• **TASK TO CARRY OUT**
Copy out every one of the rows below word for word, changing nothing.

[Region annotation entries]
** begin **

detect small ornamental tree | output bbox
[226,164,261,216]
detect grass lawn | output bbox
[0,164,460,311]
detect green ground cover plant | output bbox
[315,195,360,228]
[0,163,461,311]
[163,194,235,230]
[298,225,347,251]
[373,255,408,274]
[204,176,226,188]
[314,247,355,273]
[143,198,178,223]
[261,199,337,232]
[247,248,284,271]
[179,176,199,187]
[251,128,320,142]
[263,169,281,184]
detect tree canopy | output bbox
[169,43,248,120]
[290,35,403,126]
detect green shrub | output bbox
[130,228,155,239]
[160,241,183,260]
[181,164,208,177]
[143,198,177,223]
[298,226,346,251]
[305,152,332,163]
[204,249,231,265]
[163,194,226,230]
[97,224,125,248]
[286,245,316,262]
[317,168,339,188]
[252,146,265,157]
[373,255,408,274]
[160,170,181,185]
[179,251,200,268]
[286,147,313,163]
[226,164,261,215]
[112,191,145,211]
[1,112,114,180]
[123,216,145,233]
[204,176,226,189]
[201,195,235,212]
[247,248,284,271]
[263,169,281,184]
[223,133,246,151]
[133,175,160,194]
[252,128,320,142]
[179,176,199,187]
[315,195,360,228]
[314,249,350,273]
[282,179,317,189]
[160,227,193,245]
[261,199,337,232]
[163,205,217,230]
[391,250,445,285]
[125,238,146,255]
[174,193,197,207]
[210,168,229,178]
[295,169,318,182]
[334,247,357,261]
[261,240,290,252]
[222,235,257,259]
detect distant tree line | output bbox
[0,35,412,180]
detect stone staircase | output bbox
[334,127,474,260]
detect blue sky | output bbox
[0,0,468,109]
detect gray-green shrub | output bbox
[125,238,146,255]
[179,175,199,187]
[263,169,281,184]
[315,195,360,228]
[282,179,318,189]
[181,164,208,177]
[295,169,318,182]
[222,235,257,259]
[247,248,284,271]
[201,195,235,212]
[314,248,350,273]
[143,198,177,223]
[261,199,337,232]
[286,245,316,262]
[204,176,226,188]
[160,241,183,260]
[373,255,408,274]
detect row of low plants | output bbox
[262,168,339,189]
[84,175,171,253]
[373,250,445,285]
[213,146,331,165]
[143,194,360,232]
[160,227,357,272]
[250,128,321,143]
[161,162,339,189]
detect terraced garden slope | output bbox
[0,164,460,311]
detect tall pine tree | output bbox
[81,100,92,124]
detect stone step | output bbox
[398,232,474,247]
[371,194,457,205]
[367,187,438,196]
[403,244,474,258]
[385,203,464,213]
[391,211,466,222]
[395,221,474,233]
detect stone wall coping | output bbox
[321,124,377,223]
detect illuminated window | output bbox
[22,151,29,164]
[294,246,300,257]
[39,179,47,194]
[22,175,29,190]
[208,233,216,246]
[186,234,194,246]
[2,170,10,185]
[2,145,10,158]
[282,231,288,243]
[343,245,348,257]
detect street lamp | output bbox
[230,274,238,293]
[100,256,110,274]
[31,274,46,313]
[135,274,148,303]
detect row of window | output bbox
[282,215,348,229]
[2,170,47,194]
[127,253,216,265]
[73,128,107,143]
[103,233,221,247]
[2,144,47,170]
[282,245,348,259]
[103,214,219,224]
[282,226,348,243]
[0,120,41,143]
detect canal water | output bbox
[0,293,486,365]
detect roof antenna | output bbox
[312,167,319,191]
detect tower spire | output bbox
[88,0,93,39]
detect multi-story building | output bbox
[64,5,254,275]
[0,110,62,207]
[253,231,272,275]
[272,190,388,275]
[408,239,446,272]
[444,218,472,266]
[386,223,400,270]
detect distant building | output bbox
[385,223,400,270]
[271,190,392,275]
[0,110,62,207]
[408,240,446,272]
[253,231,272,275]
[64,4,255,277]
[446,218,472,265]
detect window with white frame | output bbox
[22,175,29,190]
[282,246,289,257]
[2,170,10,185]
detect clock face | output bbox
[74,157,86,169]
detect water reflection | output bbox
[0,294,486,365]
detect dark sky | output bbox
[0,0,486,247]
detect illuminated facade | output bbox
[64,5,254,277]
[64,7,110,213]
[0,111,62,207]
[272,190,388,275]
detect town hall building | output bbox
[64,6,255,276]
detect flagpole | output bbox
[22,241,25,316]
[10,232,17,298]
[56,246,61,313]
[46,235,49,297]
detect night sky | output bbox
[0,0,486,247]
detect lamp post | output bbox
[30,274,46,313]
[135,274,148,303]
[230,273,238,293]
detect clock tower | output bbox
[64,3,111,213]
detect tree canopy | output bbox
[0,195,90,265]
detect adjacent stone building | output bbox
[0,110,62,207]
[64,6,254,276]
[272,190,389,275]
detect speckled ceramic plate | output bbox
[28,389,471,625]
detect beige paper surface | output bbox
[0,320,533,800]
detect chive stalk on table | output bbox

** end **

• **OUTPUT FOR THIS EXERCISE**
detect small ornamental tree | output bbox
[226,164,261,216]
detect grass lawn | output bbox
[0,164,460,311]
detect green ground cover plant | output bbox
[315,195,360,228]
[0,163,461,311]
[163,194,235,230]
[298,225,347,251]
[373,255,408,274]
[204,176,226,188]
[314,247,355,273]
[143,198,178,223]
[261,199,337,232]
[247,248,284,271]
[179,176,199,187]
[251,128,320,142]
[263,169,281,184]
detect tree canopy | output bbox
[169,43,248,120]
[290,35,403,126]
detect green shrub | output bbox
[130,228,155,239]
[160,241,183,260]
[181,164,208,177]
[143,198,177,223]
[298,226,346,251]
[305,152,332,163]
[204,249,231,265]
[163,194,226,230]
[97,224,125,248]
[286,245,316,262]
[317,168,339,188]
[252,146,265,157]
[373,255,408,274]
[160,170,181,185]
[179,251,200,268]
[286,147,313,163]
[226,164,261,215]
[112,191,145,211]
[1,112,114,180]
[123,216,145,233]
[204,176,226,189]
[201,195,235,212]
[247,248,284,271]
[263,169,281,184]
[223,133,246,151]
[133,175,160,194]
[252,128,320,142]
[179,176,199,187]
[315,195,360,228]
[314,249,350,273]
[282,179,317,189]
[160,227,193,245]
[261,199,337,232]
[163,205,217,230]
[391,250,445,285]
[125,238,146,255]
[174,193,197,207]
[210,168,229,178]
[295,169,318,182]
[334,247,357,261]
[261,240,290,252]
[222,235,257,259]
detect distant tree line | output bbox
[0,35,412,180]
detect stone staircase | output bbox
[334,127,474,260]
detect blue sky | output bbox
[0,0,468,109]
detect gray-green shrub | output bbox
[125,238,146,255]
[179,175,199,187]
[263,169,281,184]
[315,195,360,228]
[282,179,318,189]
[181,164,208,177]
[295,169,318,182]
[222,235,257,259]
[247,248,284,271]
[201,195,235,212]
[314,248,350,273]
[143,198,177,223]
[261,199,337,232]
[286,245,316,262]
[204,176,226,188]
[160,241,183,260]
[373,255,408,274]
detect row of low plants | output bbox
[262,168,339,189]
[84,175,171,253]
[373,250,445,285]
[213,146,331,165]
[143,194,360,232]
[160,227,357,272]
[250,128,321,143]
[161,162,339,189]
detect terraced garden slope | output bbox
[0,164,460,311]
detect tall pine tree | output bbox
[81,100,92,124]
detect stone step | output bbox
[398,232,474,247]
[371,194,457,205]
[367,187,438,196]
[403,244,474,258]
[385,203,464,213]
[391,211,466,222]
[395,221,474,233]
detect stone wall coping | output bbox
[321,124,377,223]
detect illuminated window | output bbox
[22,151,29,164]
[294,246,300,257]
[39,179,47,194]
[22,175,29,190]
[208,233,216,246]
[186,234,194,246]
[2,170,10,185]
[2,145,10,158]
[282,231,288,243]
[343,245,348,257]
detect street lamp | output bbox
[230,274,238,293]
[100,256,110,274]
[31,274,46,313]
[135,274,148,303]
detect row of window | output bbox
[282,215,348,229]
[2,170,47,194]
[127,253,216,265]
[73,128,107,143]
[103,233,221,247]
[2,144,47,170]
[282,245,348,259]
[103,214,219,224]
[282,226,348,243]
[0,120,41,143]
detect canal water | output bbox
[0,293,486,365]
detect roof antenna | output bbox
[312,167,319,191]
detect tower spire | output bbox
[88,0,93,39]
detect multi-story building | output bbox
[64,5,254,275]
[0,110,62,207]
[253,231,272,275]
[272,190,388,275]
[408,239,446,272]
[444,218,472,266]
[386,223,400,270]
detect distant building | output bbox
[385,223,400,270]
[271,190,392,275]
[0,110,62,207]
[408,240,446,272]
[253,231,272,275]
[64,4,255,277]
[446,218,472,265]
detect window with white frame | output bbox
[22,175,29,190]
[282,246,289,257]
[2,170,10,185]
detect clock face | output bbox
[74,157,86,169]
detect water reflection | output bbox
[0,294,486,365]
detect dark sky | output bbox
[0,0,486,247]
detect illuminated facade | output bbox
[64,5,254,277]
[64,7,110,213]
[0,111,62,207]
[272,190,388,275]
detect town hall building | output bbox
[64,6,255,276]
detect flagpole | output bbox
[22,241,25,316]
[10,232,17,298]
[56,246,61,313]
[46,235,49,297]
detect night sky | output bbox
[0,0,486,247]
detect lamp post | output bbox
[30,274,46,313]
[135,274,148,303]
[230,273,238,293]
detect clock tower | output bbox
[64,3,111,213]
detect tree canopy | output bbox
[0,195,90,265]
detect adjacent stone building | output bbox
[0,110,62,207]
[64,6,254,276]
[272,190,389,275]
detect speckled ceramic plate | output bbox
[28,389,471,625]
detect beige paper surface | output bbox
[0,320,533,800]
detect chive stalk on table | output bbox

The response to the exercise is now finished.